## What is required
List every line of the listing below that contains the string "instance". Case counts.

Some records:
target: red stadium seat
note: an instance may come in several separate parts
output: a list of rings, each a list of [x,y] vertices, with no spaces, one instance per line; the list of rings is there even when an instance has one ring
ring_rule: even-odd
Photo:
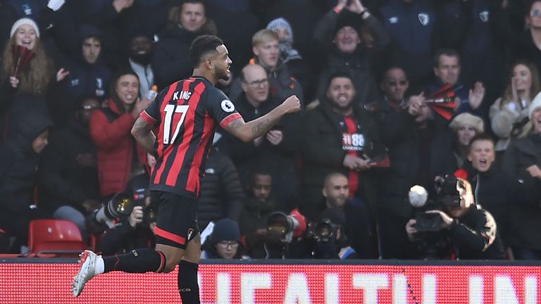
[[[64,220],[34,220],[28,233],[30,255],[55,254],[59,257],[77,257],[87,248],[79,228]]]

## Response to the task
note: an instance may come in several separate parts
output: a list of rings, each a list of [x,y] vertices, with no spaces, one instance per line; the list of rings is there even when an instance has one ring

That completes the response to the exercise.